● **Work order**:
Among the entries below, count the lines where the string "wooden" occurs, and give only the number.
....
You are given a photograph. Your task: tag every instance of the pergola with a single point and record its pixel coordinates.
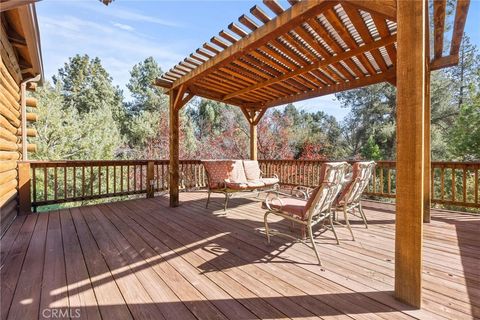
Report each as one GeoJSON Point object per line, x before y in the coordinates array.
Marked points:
{"type": "Point", "coordinates": [316, 48]}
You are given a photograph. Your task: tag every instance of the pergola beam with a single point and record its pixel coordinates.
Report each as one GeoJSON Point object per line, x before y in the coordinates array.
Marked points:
{"type": "Point", "coordinates": [319, 64]}
{"type": "Point", "coordinates": [253, 116]}
{"type": "Point", "coordinates": [358, 83]}
{"type": "Point", "coordinates": [385, 8]}
{"type": "Point", "coordinates": [272, 29]}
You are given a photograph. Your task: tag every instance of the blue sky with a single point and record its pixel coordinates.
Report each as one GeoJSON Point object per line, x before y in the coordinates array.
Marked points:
{"type": "Point", "coordinates": [128, 31]}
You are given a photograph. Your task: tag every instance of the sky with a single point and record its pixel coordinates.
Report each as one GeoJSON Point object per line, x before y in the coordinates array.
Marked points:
{"type": "Point", "coordinates": [128, 31]}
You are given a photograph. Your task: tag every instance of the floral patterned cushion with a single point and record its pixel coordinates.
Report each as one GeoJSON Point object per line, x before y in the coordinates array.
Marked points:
{"type": "Point", "coordinates": [291, 206]}
{"type": "Point", "coordinates": [269, 181]}
{"type": "Point", "coordinates": [218, 171]}
{"type": "Point", "coordinates": [237, 174]}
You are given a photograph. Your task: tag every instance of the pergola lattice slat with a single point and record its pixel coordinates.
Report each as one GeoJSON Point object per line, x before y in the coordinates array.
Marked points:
{"type": "Point", "coordinates": [317, 48]}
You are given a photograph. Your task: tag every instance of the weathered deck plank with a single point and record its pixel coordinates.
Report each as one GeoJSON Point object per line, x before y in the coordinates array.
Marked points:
{"type": "Point", "coordinates": [141, 259]}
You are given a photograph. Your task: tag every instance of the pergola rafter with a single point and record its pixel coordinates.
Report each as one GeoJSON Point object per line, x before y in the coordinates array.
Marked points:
{"type": "Point", "coordinates": [316, 48]}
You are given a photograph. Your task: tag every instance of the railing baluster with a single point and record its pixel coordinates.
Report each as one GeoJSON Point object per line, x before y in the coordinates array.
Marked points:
{"type": "Point", "coordinates": [442, 183]}
{"type": "Point", "coordinates": [99, 179]}
{"type": "Point", "coordinates": [128, 177]}
{"type": "Point", "coordinates": [83, 181]}
{"type": "Point", "coordinates": [114, 179]}
{"type": "Point", "coordinates": [121, 178]}
{"type": "Point", "coordinates": [45, 183]}
{"type": "Point", "coordinates": [65, 191]}
{"type": "Point", "coordinates": [290, 172]}
{"type": "Point", "coordinates": [475, 185]}
{"type": "Point", "coordinates": [34, 178]}
{"type": "Point", "coordinates": [55, 183]}
{"type": "Point", "coordinates": [106, 184]}
{"type": "Point", "coordinates": [91, 180]}
{"type": "Point", "coordinates": [389, 181]}
{"type": "Point", "coordinates": [74, 181]}
{"type": "Point", "coordinates": [454, 187]}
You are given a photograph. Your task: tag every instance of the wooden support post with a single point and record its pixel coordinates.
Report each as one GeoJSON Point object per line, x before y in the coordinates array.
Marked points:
{"type": "Point", "coordinates": [174, 165]}
{"type": "Point", "coordinates": [427, 192]}
{"type": "Point", "coordinates": [253, 141]}
{"type": "Point", "coordinates": [411, 34]}
{"type": "Point", "coordinates": [177, 101]}
{"type": "Point", "coordinates": [253, 117]}
{"type": "Point", "coordinates": [150, 179]}
{"type": "Point", "coordinates": [24, 197]}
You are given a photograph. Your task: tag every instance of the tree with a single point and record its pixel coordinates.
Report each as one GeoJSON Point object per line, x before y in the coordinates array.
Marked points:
{"type": "Point", "coordinates": [466, 132]}
{"type": "Point", "coordinates": [372, 114]}
{"type": "Point", "coordinates": [371, 150]}
{"type": "Point", "coordinates": [87, 86]}
{"type": "Point", "coordinates": [274, 136]}
{"type": "Point", "coordinates": [146, 96]}
{"type": "Point", "coordinates": [66, 134]}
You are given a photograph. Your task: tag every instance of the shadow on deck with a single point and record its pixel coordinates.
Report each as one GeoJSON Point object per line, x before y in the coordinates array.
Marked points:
{"type": "Point", "coordinates": [144, 260]}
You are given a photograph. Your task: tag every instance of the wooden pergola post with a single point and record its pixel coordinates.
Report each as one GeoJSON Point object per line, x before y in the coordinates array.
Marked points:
{"type": "Point", "coordinates": [427, 189]}
{"type": "Point", "coordinates": [177, 101]}
{"type": "Point", "coordinates": [253, 141]}
{"type": "Point", "coordinates": [253, 117]}
{"type": "Point", "coordinates": [411, 85]}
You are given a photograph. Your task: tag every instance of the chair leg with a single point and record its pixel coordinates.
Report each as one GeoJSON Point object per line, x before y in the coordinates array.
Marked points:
{"type": "Point", "coordinates": [364, 217]}
{"type": "Point", "coordinates": [267, 229]}
{"type": "Point", "coordinates": [333, 229]}
{"type": "Point", "coordinates": [314, 247]}
{"type": "Point", "coordinates": [345, 215]}
{"type": "Point", "coordinates": [226, 202]}
{"type": "Point", "coordinates": [208, 199]}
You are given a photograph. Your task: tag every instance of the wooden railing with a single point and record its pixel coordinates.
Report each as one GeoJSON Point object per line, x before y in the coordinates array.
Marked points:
{"type": "Point", "coordinates": [52, 182]}
{"type": "Point", "coordinates": [452, 183]}
{"type": "Point", "coordinates": [44, 183]}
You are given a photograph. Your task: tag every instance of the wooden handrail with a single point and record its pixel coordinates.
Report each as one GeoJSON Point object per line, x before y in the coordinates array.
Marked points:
{"type": "Point", "coordinates": [53, 182]}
....
● **Task result**:
4